About this task: Go through the material below and copy all lines with "shorts".

Records shown:
>>>>>
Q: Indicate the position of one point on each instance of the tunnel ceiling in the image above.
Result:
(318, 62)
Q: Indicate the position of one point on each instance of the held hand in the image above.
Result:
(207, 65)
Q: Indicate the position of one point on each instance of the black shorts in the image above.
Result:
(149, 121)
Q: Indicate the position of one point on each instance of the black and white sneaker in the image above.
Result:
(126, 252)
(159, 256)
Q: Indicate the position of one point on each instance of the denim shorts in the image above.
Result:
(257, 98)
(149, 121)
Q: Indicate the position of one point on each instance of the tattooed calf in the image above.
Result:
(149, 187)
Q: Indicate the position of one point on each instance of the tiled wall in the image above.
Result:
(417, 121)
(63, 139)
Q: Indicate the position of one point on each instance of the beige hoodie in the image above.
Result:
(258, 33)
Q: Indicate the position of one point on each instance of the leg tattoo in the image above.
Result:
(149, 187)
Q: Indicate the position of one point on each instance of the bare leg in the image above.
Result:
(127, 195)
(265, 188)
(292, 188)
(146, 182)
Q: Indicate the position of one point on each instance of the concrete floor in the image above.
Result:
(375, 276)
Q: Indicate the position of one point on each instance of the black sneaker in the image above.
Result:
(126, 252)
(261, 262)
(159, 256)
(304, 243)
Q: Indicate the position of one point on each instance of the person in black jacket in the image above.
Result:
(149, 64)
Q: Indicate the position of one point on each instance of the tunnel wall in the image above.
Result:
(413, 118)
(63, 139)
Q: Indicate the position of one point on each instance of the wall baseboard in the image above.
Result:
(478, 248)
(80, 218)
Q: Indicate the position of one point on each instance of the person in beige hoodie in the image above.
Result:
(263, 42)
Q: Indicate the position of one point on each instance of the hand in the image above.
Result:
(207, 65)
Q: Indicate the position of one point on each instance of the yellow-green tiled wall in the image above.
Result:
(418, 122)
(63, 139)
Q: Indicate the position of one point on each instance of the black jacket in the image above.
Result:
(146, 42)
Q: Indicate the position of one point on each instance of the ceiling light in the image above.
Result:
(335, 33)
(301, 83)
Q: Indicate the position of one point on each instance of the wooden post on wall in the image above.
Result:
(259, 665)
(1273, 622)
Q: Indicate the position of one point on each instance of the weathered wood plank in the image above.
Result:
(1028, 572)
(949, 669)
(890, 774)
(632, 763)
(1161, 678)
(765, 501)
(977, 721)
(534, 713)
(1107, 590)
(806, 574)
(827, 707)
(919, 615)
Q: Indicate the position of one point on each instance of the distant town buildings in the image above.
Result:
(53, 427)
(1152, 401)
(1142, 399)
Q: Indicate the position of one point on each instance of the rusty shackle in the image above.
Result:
<<<<<
Task answer:
Q: Indicate the position of one point on each instance of the black shorts in the image above.
Q: Indicate the position of one point on each instance of the denim shorts in the image above.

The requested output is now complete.